**Selected text**
■ ■ ■ ■ ■ ■ ■

Lynne Layton is among the pioneers of the contemporary field of Social Psychoanalysis and is the author of several books on the intra- and inter-psychic impact of structures of exploitation and oppression. Her recent book Toward a Social Psychoanalysis: Culture, Character, and Normative Unconscious Processes was the winner of a 2021 book award from the American Academy and Board of Psychoanalysis. She is a past-President of Section IX (Psychoanalysis for Social Responsibility) of Division 39, APA, and founder of Reflective Spaces/Material Places-Boston, a group of psychodynamic therapists committed to community mental health and social justice.
Daniel Gaztimbide is the assistant director of clinical training in the Department of Clinical Psychology at the New School for Social Research, where he teaches psychoanalytic theory and technique, ethnicity in clinical practice, and critical theory in clinical work. He is also the director of the Frantz Fanon Center for Intersectional Psychology at the New School. He is the author of the book A People’s History of Psychoanalysis: From Freud to Liberation Psychology. His scholarship centres on psychoanalysis and Liberation Psychology, race, class and culture in psychodynamic psychotherapy, Puerto Rican racial identity and colonialism, comparative approaches to psychoanalysis, psychotherapy integration, and the psychology of religion.

■ ■ ■ ■ ■ ■ ■

**Apply what you read**
**a.** Reproduce the part of the scholar bios that opens with the words containing "Daniel Gaztimbide is" and closes with "psychology of religion.".
**b.** Carry on writing the scholar bios from the point where they stop.
The data that comes next is separate from the scholar bios.

**Data**
■ ■ ■ ■ ■ ■ ■

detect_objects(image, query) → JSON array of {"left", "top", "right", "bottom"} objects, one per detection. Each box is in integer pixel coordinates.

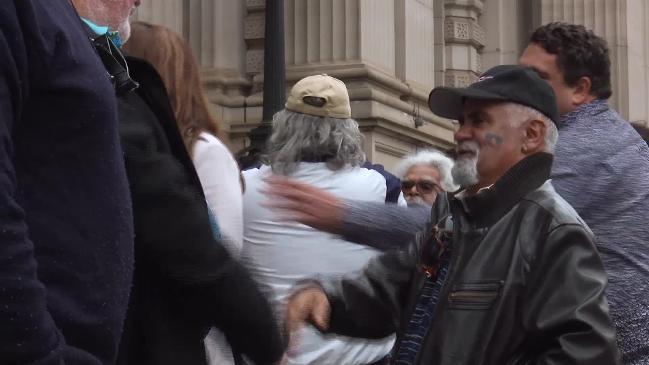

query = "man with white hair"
[
  {"left": 287, "top": 65, "right": 620, "bottom": 365},
  {"left": 241, "top": 75, "right": 394, "bottom": 365},
  {"left": 396, "top": 150, "right": 459, "bottom": 206}
]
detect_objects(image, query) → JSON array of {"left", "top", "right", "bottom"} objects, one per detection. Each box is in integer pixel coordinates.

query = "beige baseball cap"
[{"left": 286, "top": 74, "right": 352, "bottom": 119}]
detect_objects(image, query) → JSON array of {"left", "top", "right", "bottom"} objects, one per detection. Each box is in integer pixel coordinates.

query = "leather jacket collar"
[{"left": 452, "top": 152, "right": 553, "bottom": 228}]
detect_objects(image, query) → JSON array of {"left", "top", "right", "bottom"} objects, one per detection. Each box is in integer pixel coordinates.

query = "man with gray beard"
[{"left": 278, "top": 65, "right": 620, "bottom": 365}]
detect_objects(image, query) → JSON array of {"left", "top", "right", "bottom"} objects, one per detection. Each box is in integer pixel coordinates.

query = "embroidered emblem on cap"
[
  {"left": 302, "top": 96, "right": 327, "bottom": 108},
  {"left": 477, "top": 75, "right": 494, "bottom": 82}
]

■ ■ ■ ■ ■ ■ ■

**Answers to the problems**
**a.**
Daniel Gaztimbide is the assistant director of clinical training in the Department of Clinical Psychology at the New School for Social Research, where he teaches psychoanalytic theory and technique, ethnicity in clinical practice, and critical theory in clinical work. He is also the director of the Frantz Fanon Center for Intersectional Psychology at the New School. He is the author of the book A People’s History of Psychoanalysis: From Freud to Liberation Psychology. His scholarship centres on psychoanalysis and Liberation Psychology, race, class and culture in psychodynamic psychotherapy, Puerto Rican racial identity and colonialism, comparative approaches to psychoanalysis, psychotherapy integration, and the psychology of religion.

**b.**
Richard Seymour brings a complementary perspective on the continued relevance of psychoanalysis outside the clinic as a means of uncovering the unconscious within capitalist social relations. His widely praised 2019 book The Twittering Machine offered a novel interpretation of the psychopathology of social media and his upcoming book The Disenchanted Earth will blend psychoanalysis with ecosocialism to analyse our relationship to climate catastrophe.
Together our speakers will make the case for the multiple ways in which psychoanalysis and liberatory politics can inform each other, despite the recurring attack on this link both from within mainstream psychoanalysis and within radical political movements.